Segment Open

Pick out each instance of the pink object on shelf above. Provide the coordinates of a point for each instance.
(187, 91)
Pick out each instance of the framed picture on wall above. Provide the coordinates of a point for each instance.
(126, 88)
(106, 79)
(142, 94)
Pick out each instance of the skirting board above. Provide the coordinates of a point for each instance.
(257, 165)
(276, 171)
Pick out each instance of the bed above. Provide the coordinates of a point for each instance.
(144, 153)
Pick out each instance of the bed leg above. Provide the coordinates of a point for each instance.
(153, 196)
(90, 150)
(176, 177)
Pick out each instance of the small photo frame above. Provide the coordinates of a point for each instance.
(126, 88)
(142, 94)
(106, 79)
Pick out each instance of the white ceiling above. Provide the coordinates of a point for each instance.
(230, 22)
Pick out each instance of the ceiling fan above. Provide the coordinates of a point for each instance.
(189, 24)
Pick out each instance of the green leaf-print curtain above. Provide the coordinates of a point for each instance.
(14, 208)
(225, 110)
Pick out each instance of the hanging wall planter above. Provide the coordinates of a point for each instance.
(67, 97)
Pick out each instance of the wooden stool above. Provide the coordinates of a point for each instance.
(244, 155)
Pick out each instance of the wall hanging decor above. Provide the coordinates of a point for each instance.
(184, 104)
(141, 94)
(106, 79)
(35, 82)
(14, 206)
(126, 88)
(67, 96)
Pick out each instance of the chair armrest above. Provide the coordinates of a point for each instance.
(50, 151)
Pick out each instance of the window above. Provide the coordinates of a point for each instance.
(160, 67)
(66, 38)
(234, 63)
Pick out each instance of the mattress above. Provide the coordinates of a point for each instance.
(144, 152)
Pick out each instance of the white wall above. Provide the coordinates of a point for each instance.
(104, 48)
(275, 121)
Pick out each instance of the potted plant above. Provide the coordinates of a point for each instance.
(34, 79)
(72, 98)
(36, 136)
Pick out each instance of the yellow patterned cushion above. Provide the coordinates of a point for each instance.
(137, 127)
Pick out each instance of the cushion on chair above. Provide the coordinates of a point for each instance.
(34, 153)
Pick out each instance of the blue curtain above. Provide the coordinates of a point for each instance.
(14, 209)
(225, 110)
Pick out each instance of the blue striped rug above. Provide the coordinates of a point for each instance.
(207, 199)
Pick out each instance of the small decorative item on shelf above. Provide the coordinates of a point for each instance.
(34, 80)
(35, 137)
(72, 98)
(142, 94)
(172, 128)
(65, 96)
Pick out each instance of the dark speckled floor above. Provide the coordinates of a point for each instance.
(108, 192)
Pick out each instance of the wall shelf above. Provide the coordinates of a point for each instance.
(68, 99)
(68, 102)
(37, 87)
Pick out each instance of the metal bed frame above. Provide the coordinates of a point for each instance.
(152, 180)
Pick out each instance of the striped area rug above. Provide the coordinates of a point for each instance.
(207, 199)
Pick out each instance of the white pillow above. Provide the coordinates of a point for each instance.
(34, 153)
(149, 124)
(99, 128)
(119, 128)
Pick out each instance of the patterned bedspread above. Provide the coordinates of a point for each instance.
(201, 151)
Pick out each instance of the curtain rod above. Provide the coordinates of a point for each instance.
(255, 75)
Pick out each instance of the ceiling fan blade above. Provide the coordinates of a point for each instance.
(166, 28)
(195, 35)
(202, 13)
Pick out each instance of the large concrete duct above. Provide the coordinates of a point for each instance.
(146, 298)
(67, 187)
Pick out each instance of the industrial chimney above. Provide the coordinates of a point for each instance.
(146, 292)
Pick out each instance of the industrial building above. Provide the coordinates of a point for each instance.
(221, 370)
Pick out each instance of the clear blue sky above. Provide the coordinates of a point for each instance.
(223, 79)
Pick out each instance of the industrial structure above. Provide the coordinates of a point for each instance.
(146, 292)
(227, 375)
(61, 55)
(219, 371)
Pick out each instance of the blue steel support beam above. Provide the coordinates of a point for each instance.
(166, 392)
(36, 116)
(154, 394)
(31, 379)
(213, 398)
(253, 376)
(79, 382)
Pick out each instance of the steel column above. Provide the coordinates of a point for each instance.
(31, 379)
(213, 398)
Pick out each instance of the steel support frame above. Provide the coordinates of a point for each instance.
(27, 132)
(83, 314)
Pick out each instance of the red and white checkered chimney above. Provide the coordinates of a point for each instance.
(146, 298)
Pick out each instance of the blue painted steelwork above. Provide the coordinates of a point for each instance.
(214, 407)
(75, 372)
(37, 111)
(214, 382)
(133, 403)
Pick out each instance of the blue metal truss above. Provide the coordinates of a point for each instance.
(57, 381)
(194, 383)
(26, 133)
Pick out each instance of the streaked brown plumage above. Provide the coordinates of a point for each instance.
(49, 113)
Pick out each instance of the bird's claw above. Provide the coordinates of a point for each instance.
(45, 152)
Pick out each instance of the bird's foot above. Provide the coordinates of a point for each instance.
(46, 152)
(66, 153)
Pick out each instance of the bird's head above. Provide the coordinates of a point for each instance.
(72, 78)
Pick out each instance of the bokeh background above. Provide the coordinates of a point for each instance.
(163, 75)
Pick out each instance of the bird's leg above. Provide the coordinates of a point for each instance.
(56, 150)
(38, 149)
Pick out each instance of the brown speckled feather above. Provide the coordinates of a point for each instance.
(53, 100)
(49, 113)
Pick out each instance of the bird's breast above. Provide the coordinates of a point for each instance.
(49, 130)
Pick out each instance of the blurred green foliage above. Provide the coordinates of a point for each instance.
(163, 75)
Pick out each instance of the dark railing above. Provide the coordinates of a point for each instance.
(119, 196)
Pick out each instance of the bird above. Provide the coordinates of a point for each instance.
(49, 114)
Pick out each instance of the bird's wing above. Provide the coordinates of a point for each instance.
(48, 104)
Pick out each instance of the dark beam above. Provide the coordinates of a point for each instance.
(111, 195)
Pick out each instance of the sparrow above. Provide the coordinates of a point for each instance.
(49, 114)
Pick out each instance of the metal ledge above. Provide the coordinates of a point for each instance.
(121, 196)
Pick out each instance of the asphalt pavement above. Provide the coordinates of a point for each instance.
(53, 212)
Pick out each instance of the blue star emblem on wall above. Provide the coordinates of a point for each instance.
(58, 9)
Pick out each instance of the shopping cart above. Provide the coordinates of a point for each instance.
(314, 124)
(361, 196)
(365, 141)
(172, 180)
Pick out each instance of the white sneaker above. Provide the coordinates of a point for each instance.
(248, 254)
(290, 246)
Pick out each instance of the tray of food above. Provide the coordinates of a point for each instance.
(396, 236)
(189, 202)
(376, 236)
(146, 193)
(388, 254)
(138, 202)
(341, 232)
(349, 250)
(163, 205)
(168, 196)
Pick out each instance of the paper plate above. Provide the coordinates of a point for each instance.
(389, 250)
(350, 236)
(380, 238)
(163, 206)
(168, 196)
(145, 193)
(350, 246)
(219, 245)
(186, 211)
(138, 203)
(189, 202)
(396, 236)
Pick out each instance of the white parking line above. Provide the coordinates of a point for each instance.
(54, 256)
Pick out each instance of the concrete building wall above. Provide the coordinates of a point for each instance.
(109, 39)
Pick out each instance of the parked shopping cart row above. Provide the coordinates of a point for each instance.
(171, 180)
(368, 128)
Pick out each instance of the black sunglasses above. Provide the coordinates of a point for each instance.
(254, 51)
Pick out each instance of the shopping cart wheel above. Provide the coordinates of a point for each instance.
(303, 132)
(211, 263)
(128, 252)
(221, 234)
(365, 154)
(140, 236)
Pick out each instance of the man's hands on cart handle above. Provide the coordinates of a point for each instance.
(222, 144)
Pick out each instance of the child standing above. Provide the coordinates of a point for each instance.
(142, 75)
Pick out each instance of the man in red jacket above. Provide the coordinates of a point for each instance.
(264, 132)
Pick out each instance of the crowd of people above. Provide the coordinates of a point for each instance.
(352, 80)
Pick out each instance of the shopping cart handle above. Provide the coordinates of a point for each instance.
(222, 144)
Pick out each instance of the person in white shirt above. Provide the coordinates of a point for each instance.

Segment Closed

• _Exercise_
In the material above, the line with "Pick out each instance of the shopping cart handle" marks the start. Print it and every line after it through the last, exactly.

• _Answer section_
Pick out each instance of the shopping cart handle above. Provide the coordinates of a point for each instance.
(222, 144)
Pick out each instance of the person in white shirt above. Provide the coordinates of a point for each instance.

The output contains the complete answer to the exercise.